| Problem details |
Scan the records for the word "point". Report each line where it occurs.

Segment Start: Data

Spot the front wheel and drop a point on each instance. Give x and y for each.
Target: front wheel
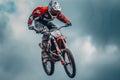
(48, 65)
(69, 67)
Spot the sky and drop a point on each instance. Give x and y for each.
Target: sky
(93, 38)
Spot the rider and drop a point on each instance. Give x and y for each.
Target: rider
(42, 16)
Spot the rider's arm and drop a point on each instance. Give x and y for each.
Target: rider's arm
(62, 18)
(30, 20)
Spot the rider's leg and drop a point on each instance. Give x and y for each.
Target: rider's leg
(44, 43)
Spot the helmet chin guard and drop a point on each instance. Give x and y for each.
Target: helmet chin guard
(54, 5)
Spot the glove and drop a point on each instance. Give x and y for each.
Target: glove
(68, 24)
(30, 27)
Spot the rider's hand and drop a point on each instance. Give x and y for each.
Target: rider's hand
(30, 27)
(68, 24)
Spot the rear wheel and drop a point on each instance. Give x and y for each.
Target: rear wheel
(69, 67)
(48, 65)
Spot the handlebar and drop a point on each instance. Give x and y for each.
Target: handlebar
(62, 27)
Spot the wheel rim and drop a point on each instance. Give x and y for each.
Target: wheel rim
(68, 65)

Segment End: Data

| Output for this task |
Spot the front wheel and drop a point on each instance. Give x and y for each.
Spot the sky and drop a point on each instance. Give x and y for each.
Spot the rider and drop a point on each instance. Give x and y for each.
Spot the rider's arm and drop a point on each instance. Give x and y for each.
Spot the rider's leg and drop a point on each instance. Give x and y for each.
Spot the helmet chin guard and drop a point on each instance. Give x and y for each.
Spot the glove and drop a point on each instance. Give x and y for each.
Spot the rider's hand and drop a point on each instance. Give x and y for each.
Spot the rear wheel and drop a point on each instance. Give x and y for each.
Spot the handlebar and drop a point on each instance. Give x and y for each.
Spot the wheel rim and drop a point on each instance. Give x and y for each.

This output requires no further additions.